> Document section
Segment Open

Even as the COVID-19 pandemic reaches grim new milestones, with 18 million U.S. cases and nearly 320,000 U.S. deaths as of Dec. 22, the emergence of multiple vaccines offers hope that an end to the crisis could be in sight. Two vaccines, by Pfizer and Moderna, have already received FDA authorization, with millions of doses already being delivered to locations across the country.
And yet some public health experts are nervous.
While Black, Latinx, and Indigenous Americans are dying from COVID-19 at nearly three times the rate of white Americans, Dr. Marcella Nunez-Smith, an associate professor of internal medicine, public health, and management at Yale, worries that many people in these communities will be reluctant to receive the vaccines. This is in part because of a deep-seated distrust of the healthcare system and of health interventions based on both a history of racism and their lived experiences.
Indeed, according to a recent survey by the Kaiser Family Foundation and the Undefeated, one in five Black adults said they had experienced race-based discrimination in healthcare in the past year and are less likely to say they will get the COVID-19 vaccine, even if it is free and determined safe by scientists. Only half of Black adults said they would “definitely” or “probably” get vaccinated, compared to six in 10 Hispanic adults, and 65% of white adults.
Such concerns and skepticism should be expected, said Nunez-Smith, who was recently tapped to lead a White House task force on health equity. “Lots of people have lots of questions, as they should,” she said. “Everyone needs to get their questions heard and answered about things like safety, efficacy, and cost.”
But, she added, in order for people of color to be receptive to messages about vaccine safety, there is a need for “trusted messengers,” in particular healthcare workers of color who are armed with the information people need.
“I think it is important that we talk about providers who identify themselves as being of color, who are from these communities,” Nunez-Smith said. “I get at least five texts a day from colleagues or friends who are asking me ‘Should I take this? Is this safe?’ We need a unified message.”

Segment Closed

> Required actions
**A)** Write out the portion of the COVID-19 vaccine article that begins at the words "Indeed, according to" and stops after the words "of white adults.".
**B)** According to the COVID-19 vaccine article, what percentage of white adults said they would definitely or probably get vaccinated?
**C)** Proceed with the COVID-19 vaccine article, picking up after its final sentence.
The material has no connection to the COVID-19 vaccine article.

> Exercise data
Segment Open

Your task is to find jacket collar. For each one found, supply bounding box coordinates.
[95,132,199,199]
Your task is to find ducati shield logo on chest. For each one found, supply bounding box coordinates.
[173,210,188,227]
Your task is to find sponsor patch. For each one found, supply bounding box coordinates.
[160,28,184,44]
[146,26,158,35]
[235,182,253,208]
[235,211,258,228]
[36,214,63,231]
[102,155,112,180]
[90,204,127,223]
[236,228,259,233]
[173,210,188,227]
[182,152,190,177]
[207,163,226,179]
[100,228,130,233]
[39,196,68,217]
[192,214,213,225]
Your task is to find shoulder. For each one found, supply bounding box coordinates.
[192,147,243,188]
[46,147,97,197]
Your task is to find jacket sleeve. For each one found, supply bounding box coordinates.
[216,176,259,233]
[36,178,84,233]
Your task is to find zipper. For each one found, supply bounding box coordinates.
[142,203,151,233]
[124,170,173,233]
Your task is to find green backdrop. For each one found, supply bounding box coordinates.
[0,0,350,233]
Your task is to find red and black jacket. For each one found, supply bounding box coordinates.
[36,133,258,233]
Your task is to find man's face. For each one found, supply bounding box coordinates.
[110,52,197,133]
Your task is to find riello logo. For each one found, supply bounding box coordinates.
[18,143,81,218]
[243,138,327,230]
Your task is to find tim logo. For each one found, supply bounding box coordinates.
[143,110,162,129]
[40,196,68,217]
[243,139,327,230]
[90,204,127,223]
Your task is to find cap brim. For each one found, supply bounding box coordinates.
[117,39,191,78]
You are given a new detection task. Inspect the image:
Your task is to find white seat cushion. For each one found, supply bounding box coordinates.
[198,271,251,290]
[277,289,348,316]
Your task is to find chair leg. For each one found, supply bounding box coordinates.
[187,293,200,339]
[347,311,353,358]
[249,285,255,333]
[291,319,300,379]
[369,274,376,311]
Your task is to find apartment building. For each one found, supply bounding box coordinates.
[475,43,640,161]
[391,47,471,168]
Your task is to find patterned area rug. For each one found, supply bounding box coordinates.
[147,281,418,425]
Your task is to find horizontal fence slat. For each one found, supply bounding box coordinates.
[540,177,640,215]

Segment Closed

> Solved tasks
**A)**
Indeed, according to a recent survey by the Kaiser Family Foundation and the Undefeated, one in five Black adults said they had experienced race-based discrimination in healthcare in the past year and are less likely to say they will get the COVID-19 vaccine, even if it is free and determined safe by scientists. Only half of Black adults said they would “definitely” or “probably” get vaccinated, compared to six in 10 Hispanic adults, and 65% of white adults.

**B)** 65%

**C)**
Nunez-Smith shared these thoughts during a recent panel discussion on the COVID-19 vaccines, public trust, and health equity. The discussion among leaders in health justice — all of them women of color — also included Dr. Giselle Corbie-Smith, professor and director of the University of North Carolina’s Center for Health Equity Research and a former Yale medical resident; and Margaret Moss, a member of the Hidatsa/Dakhóta tribe and director of the First Nations House of Learning and associate professor in nursing at University of British Columbia. Moss directed master’s and doctoral programs in nursing at Yale from 2010 to 2015.
The event was hosted by the American Medical Association as part of its Prioritizing Equity video series.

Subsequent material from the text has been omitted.